> What to produce
Output exactly, please, the lines of the records below from the one containing "Guideline: one keypoint for each instance of the white ceiling" through the final line.

> Data for this task

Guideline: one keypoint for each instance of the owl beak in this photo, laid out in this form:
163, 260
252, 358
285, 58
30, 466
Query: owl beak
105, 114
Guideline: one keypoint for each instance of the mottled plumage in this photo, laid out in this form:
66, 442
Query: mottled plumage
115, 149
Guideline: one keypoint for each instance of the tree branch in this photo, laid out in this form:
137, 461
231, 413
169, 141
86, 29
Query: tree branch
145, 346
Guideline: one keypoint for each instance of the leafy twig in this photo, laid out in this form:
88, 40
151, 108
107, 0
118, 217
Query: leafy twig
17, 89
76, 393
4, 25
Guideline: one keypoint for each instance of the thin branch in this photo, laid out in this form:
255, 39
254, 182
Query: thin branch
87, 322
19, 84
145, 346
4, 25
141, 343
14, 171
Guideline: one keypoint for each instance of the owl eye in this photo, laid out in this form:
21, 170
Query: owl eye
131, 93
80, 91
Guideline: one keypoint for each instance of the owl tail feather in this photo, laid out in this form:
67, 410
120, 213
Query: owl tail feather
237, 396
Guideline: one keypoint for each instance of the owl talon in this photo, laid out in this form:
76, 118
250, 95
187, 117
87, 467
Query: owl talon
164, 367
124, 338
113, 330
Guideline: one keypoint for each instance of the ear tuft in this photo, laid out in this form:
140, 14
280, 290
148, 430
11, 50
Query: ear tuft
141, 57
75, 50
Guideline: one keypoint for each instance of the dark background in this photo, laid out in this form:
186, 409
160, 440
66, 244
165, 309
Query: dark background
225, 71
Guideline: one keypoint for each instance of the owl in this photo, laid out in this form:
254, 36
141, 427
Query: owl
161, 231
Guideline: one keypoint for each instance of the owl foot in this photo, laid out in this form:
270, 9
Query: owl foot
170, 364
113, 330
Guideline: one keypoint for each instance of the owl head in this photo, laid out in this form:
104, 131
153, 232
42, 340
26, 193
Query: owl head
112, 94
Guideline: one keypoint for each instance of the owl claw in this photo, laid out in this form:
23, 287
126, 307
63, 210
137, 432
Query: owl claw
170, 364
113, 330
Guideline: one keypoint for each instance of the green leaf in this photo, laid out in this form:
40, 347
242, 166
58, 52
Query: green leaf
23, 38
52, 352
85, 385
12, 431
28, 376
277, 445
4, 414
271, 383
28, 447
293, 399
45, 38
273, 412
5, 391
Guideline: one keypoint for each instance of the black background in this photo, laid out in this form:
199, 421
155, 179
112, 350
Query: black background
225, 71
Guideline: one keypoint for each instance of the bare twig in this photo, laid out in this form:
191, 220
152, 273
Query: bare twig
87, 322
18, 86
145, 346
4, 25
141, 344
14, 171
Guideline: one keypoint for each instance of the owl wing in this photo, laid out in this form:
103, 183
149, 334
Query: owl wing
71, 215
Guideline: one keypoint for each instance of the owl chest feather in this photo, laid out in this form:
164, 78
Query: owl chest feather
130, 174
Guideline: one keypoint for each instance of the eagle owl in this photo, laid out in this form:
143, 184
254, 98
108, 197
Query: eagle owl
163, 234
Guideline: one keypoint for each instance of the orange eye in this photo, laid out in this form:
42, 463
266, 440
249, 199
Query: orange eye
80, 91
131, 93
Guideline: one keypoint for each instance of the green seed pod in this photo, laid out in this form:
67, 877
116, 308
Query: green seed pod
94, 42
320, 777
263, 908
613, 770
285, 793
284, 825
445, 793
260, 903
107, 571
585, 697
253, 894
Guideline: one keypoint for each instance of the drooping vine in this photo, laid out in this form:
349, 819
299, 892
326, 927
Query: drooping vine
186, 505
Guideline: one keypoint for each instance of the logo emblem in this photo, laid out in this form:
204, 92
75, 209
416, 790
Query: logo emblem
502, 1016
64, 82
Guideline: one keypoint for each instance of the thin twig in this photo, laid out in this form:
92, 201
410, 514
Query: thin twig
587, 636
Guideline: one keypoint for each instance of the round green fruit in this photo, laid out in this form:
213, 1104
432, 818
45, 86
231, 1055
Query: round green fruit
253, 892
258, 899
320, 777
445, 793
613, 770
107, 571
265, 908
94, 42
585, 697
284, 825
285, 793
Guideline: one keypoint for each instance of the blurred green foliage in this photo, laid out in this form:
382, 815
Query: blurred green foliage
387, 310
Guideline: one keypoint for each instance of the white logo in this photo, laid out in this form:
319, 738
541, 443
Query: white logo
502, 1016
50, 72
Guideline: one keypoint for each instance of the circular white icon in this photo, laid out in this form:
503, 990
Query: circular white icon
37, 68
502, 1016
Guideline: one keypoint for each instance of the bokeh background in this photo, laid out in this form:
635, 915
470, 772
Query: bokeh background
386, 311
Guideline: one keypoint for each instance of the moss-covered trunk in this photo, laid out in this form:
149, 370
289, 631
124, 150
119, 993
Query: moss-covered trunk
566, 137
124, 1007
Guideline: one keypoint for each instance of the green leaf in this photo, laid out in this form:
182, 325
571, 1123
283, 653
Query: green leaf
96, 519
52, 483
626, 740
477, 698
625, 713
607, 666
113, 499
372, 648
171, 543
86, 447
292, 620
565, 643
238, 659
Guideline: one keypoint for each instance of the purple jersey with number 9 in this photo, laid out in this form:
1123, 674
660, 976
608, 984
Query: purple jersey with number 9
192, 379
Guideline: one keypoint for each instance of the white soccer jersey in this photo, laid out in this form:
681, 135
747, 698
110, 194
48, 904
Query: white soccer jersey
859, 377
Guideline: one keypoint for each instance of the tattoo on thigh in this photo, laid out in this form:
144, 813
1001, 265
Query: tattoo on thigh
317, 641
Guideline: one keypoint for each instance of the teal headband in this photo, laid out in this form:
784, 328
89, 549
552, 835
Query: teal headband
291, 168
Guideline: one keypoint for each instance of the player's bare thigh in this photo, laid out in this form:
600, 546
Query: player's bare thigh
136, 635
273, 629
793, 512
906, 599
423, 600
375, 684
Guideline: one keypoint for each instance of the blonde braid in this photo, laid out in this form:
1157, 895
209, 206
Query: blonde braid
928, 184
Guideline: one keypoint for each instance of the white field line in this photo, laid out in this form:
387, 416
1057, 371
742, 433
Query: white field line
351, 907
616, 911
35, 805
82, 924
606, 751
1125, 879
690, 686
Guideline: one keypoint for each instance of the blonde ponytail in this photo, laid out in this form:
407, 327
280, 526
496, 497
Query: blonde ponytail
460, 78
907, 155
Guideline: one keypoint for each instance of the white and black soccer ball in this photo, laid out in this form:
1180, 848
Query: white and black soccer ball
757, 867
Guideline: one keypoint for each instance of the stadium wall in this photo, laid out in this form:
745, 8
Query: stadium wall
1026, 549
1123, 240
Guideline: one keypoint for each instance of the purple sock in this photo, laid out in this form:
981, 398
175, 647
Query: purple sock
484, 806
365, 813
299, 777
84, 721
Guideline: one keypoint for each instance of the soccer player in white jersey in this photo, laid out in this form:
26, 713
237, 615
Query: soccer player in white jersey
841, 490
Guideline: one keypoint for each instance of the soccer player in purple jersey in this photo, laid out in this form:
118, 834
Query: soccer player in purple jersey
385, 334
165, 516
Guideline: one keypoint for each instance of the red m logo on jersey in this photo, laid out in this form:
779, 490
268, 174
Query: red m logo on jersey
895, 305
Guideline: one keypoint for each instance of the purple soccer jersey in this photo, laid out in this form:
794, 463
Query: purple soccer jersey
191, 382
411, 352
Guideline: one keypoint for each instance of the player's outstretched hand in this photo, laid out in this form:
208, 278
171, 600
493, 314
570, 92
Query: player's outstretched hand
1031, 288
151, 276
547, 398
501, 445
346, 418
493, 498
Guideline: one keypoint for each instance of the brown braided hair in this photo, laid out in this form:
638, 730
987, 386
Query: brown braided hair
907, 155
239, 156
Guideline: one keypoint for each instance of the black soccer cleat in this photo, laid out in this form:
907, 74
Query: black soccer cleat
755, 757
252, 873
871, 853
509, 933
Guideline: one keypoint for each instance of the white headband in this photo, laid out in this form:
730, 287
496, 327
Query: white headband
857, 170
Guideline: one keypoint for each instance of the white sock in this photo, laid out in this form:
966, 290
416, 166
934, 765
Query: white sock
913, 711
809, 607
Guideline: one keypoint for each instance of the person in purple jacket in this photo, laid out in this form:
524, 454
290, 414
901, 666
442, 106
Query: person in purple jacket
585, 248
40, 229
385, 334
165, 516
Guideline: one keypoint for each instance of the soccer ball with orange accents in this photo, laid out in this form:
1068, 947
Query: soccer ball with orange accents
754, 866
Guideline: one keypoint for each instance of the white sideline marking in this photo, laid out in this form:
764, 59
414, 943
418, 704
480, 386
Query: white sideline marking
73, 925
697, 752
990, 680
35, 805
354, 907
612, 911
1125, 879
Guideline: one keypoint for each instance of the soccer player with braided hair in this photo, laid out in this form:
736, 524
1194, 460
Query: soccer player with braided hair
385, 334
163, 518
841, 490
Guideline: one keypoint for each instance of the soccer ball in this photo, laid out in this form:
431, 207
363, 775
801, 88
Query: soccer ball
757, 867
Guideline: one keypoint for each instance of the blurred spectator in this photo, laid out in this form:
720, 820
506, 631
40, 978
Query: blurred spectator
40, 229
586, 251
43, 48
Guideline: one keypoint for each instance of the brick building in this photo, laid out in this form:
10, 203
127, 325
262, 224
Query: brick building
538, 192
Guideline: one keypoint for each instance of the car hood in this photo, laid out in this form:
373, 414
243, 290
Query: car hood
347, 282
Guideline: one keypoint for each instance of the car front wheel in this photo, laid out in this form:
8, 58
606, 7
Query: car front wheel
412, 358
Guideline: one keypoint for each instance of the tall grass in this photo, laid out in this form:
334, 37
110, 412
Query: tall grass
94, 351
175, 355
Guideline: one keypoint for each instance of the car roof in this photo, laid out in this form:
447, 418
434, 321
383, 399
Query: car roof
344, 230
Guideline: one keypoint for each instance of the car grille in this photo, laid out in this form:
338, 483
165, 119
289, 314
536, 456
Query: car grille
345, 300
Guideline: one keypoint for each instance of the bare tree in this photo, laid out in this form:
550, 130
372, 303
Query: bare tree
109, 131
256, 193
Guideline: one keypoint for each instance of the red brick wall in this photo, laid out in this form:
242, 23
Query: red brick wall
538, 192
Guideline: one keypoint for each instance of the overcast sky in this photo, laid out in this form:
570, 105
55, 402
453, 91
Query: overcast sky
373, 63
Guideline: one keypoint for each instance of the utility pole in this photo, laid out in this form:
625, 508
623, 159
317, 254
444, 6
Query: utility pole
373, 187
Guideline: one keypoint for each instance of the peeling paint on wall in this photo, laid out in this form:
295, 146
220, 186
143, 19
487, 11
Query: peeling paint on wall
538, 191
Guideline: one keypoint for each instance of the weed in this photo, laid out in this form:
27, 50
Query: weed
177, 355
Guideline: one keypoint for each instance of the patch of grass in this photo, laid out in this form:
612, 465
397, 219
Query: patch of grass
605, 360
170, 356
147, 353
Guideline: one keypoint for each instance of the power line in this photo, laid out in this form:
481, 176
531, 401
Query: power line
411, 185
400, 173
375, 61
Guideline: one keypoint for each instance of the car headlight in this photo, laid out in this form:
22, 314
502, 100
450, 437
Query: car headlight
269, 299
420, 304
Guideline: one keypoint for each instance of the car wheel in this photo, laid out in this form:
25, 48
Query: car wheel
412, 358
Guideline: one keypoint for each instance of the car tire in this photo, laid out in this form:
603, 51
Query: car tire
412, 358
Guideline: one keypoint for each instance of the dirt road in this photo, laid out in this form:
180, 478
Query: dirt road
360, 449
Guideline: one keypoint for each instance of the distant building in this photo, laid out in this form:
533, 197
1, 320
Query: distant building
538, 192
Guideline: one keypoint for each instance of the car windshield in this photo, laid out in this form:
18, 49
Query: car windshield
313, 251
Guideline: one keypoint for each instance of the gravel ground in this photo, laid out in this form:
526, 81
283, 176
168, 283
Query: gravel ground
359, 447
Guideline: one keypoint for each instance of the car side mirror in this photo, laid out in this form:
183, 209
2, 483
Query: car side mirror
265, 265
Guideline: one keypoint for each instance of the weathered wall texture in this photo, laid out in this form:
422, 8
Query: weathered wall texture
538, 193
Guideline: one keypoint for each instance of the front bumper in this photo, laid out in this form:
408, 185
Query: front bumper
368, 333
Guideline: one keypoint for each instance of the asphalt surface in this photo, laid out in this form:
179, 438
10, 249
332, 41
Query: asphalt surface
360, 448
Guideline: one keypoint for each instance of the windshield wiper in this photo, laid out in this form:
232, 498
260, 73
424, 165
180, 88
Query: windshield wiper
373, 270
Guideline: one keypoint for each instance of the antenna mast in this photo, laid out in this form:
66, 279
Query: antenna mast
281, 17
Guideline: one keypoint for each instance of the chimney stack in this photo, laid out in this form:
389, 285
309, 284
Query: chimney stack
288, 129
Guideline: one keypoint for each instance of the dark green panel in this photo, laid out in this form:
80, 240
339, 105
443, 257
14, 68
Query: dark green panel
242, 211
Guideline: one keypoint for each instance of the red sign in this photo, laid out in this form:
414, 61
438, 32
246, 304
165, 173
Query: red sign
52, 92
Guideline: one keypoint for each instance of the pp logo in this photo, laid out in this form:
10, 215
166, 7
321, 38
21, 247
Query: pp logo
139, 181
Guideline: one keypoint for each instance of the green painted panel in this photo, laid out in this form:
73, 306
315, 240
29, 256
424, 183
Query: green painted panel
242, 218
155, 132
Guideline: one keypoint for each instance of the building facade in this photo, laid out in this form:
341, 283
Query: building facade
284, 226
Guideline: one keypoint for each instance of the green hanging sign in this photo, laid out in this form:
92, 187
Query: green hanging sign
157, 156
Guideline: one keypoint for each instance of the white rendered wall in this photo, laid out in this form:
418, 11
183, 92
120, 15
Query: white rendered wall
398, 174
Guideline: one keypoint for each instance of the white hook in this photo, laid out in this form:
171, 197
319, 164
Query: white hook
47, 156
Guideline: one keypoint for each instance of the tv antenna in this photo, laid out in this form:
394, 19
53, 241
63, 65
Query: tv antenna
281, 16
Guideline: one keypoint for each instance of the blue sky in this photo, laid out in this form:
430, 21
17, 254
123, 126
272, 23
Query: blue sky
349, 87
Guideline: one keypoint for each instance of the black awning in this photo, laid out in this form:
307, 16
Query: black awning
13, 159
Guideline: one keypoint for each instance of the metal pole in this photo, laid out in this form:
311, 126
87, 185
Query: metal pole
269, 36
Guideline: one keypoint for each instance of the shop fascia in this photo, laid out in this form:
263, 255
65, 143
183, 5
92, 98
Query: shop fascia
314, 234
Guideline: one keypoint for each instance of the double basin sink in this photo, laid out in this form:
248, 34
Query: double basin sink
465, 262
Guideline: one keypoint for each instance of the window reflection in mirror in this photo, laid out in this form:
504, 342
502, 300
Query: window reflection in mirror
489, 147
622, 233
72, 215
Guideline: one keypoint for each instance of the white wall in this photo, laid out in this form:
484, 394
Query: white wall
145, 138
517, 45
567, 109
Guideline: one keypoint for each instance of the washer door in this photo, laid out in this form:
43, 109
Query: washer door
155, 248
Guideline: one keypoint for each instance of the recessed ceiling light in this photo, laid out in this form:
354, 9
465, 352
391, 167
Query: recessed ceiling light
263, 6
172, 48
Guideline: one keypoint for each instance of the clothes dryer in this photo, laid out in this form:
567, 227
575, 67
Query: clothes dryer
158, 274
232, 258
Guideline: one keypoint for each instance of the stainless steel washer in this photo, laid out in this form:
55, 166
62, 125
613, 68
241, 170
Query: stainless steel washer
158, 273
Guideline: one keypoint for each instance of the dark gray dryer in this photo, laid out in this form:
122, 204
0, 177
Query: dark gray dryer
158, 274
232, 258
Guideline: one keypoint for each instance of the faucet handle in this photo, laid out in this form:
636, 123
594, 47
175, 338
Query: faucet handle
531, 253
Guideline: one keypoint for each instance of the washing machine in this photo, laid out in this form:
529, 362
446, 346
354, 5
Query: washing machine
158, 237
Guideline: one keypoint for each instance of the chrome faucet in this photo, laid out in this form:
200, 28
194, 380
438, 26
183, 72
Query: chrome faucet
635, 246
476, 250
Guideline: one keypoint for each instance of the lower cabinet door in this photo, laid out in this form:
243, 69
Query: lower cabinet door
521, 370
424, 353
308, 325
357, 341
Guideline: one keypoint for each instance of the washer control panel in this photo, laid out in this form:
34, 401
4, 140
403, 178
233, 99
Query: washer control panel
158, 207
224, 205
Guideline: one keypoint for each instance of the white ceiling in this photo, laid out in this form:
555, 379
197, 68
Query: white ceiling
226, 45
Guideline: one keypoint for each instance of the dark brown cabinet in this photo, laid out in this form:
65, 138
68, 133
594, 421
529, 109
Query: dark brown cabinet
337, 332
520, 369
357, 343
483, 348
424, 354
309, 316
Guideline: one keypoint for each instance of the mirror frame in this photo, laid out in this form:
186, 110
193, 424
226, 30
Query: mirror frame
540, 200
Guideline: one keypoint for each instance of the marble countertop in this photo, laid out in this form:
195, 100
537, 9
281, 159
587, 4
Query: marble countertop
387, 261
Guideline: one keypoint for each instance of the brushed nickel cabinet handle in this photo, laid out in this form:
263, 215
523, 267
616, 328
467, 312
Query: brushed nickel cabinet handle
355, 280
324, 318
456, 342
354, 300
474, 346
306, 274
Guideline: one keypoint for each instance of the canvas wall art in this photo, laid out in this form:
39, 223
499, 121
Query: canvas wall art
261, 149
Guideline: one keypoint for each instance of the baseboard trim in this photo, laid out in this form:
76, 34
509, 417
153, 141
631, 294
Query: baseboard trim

> Reply
Guideline: one keypoint for each instance of the white ceiling in this photo, laid out in this form:
555, 379
197, 68
Query: white ceiling
226, 45
Guideline: one keypoint for each instance of the dark brown cabinet in this photo, laid out in this form:
65, 138
68, 133
594, 421
529, 109
Query: dark brown cabinet
337, 332
520, 369
357, 343
483, 348
424, 354
309, 316
Guideline: one keypoint for each instance of the mirror frame in this photo, laid out in this form:
186, 110
193, 424
226, 30
Query: mirror frame
540, 200
Guideline: one keypoint for each instance of the marble countertop in this photo, laid out in this form:
195, 100
537, 9
281, 159
587, 4
Query: marble countertop
387, 261
Guideline: one keypoint for each instance of the brushed nickel cabinet handle in this photo, laid out in this form:
263, 215
523, 267
616, 328
467, 312
Query: brushed nickel cabinet handle
355, 280
324, 318
456, 342
354, 300
474, 346
306, 274
Guideline: one keypoint for each instance of the canvas wall art in this photo, laid out in this form:
39, 223
499, 121
Query: canvas wall art
261, 149
Guideline: one keypoint for each instance of the baseboard trim in this photo, laid out in this form:
76, 34
509, 417
153, 141
631, 294
Query: baseboard trim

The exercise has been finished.